= STUDY QUESTIONS =
a) Reproduce the stretch of the article on college students and mental health from "NAMI also says" through "mental health problems.".
b) Using the article on college students and mental health, explain what can make students feel overwhelmed and whether that feeling alone means they have a mental health condition.

= PASSAGE TO READ =
::::
Bridgewater, Va.- While many people may talk about mental health, many do not understand what it truly means or how it affects individuals. Problems with mental health can impact people in different areas of well-being, like their emotions, psychological processes and social interaction. These problems can affect how people interact with one another, how they think and how they perform daily tasks. Mental health issues can make it difficult to wake up in the morning, or hard to go to sleep at night.
According to the National Alliance on Mental Illness, 75 percent of cases relating to mental health conditions begin by age 24. NAMI also reports one in four young adults between the ages 18 and 24 have a diagnosable mental illness and more than 25 percent of college students were diagnosed and treated by a professional within the past year.
NAMI also says that 80 percent of college students feel that they are overwhelmed by their responsibilities. This is common on any campus, anywhere in the nation.
Students can feel overwhelmed due to a variety of stressors like a fast-approaching deadline, a big test or something that involves public speaking. Even though a student could be feeling overwhelmed, this does not mean they have a mental health condition.
It is important to distinguish that while people talk about mental health constantly, they could have no idea what it truly does to a person. It is easy to say, “This is depressing” after a string of bad days, or to self-diagnose anxiety or something similar after preparing a presentation for class.
These are not examples of mental health problems.
::::
= Records from a dataset =
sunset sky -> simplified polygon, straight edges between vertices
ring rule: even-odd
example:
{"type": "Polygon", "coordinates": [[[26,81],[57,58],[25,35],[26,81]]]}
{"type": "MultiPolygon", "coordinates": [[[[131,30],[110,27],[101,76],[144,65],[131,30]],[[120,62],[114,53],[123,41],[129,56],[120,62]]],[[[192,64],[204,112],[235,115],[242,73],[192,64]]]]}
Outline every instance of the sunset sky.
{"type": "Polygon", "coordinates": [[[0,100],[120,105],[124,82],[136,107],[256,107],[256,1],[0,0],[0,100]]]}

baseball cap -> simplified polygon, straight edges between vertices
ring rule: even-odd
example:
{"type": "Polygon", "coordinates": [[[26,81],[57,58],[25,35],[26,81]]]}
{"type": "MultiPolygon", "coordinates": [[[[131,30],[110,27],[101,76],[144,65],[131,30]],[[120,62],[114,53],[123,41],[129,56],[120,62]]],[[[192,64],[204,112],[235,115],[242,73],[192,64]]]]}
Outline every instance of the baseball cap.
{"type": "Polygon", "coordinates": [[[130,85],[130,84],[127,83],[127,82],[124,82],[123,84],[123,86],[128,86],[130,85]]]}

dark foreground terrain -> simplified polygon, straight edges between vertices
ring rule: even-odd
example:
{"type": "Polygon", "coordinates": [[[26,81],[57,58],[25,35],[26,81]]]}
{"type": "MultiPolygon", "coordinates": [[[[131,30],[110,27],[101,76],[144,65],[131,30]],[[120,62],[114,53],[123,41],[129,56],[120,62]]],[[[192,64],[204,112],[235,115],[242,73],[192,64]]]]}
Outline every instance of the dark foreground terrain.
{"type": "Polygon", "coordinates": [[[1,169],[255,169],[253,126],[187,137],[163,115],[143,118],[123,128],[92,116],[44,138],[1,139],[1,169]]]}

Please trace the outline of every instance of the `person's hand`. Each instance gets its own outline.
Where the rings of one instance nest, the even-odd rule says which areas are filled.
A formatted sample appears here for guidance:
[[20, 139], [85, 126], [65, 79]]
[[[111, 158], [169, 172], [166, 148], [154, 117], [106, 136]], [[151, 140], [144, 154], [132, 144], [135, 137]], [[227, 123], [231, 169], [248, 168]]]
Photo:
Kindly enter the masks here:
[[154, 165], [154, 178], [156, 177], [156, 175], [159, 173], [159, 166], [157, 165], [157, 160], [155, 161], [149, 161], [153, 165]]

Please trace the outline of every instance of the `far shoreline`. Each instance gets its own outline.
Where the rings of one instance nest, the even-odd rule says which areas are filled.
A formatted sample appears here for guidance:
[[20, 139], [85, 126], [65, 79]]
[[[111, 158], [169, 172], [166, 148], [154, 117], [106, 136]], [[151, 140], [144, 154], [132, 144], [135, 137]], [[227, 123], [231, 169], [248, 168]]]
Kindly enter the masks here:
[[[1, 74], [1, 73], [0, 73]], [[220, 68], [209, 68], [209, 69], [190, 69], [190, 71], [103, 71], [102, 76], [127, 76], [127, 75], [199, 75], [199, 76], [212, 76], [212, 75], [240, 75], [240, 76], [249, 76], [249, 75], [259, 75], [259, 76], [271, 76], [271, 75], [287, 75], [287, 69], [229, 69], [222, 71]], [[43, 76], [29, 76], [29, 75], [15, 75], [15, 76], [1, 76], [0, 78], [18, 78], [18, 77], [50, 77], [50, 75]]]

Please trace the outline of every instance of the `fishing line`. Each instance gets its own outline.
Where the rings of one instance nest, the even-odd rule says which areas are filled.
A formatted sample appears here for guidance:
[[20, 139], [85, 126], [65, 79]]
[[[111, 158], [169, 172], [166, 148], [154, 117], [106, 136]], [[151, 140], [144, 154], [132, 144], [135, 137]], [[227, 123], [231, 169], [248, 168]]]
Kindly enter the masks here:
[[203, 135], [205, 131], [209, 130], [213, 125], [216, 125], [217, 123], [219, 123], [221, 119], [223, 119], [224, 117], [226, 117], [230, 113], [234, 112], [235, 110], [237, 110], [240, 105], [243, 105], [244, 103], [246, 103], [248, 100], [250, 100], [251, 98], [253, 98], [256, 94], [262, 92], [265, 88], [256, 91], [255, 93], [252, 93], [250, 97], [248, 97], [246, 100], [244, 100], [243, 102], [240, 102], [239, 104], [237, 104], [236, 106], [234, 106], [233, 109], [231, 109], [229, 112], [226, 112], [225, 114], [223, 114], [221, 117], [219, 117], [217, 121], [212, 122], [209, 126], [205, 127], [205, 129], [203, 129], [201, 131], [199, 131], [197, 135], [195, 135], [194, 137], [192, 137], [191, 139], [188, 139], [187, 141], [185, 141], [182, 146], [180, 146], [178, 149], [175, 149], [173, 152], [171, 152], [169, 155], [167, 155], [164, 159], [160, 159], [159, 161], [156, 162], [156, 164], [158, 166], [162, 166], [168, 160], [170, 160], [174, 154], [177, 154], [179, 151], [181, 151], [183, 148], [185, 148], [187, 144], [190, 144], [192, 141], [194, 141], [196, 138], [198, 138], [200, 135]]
::::
= EXPECTED RESPONSES =
a)
NAMI also says that 80 percent of college students feel that they are overwhelmed by their responsibilities. This is common on any campus, anywhere in the nation.
Students can feel overwhelmed due to a variety of stressors like a fast-approaching deadline, a big test or something that involves public speaking. Even though a student could be feeling overwhelmed, this does not mean they have a mental health condition.
It is important to distinguish that while people talk about mental health constantly, they could have no idea what it truly does to a person. It is easy to say, “This is depressing” after a string of bad days, or to self-diagnose anxiety or something similar after preparing a presentation for class.
These are not examples of mental health problems.

b) Students can feel overwhelmed because of stressors such as a fast-approaching deadline, a big test, or something that involves public speaking. Feeling overwhelmed this way does not mean a student has a mental health condition.